## Exercise details
Copy out the full listing that comes next, exactly.

## Listed entries
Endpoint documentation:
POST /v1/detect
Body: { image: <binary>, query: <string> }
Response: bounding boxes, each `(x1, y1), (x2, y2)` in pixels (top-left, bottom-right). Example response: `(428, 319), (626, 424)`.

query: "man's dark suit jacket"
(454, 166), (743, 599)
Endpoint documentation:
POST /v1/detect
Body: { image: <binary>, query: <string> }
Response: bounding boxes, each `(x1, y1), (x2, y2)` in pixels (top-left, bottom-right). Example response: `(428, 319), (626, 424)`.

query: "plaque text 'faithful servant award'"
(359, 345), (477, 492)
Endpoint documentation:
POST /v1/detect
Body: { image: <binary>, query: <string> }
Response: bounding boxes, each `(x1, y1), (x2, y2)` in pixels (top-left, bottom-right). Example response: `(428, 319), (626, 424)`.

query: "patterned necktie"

## Task output
Endpoint documentation:
POST /v1/detect
Body: { image: <binary>, query: <string> }
Response: bounding boxes, each `(x1, y1), (x2, y2)` in pixels (top-left, bottom-right). Example response: `(428, 319), (626, 424)`.

query: "man's dark suit jacket"
(454, 166), (743, 599)
Endpoint documentation:
POST /v1/detect
Body: { image: <binary>, query: <string> }
Response: bounding boxes, each `(x1, y1), (x2, y2)` in pixels (top-left, bottom-right). Example response: `(428, 319), (626, 424)`.

query: "plaque text 'faithful servant award'"
(359, 345), (477, 492)
Endpoint documentation:
POST /v1/detect
Body: { image: <binary>, query: <string> }
Response: bounding boxes, each `(x1, y1), (x2, y2)` in pixels (top-left, bottom-right). Example response: `(428, 319), (626, 424)`.

query: "patterned necktie"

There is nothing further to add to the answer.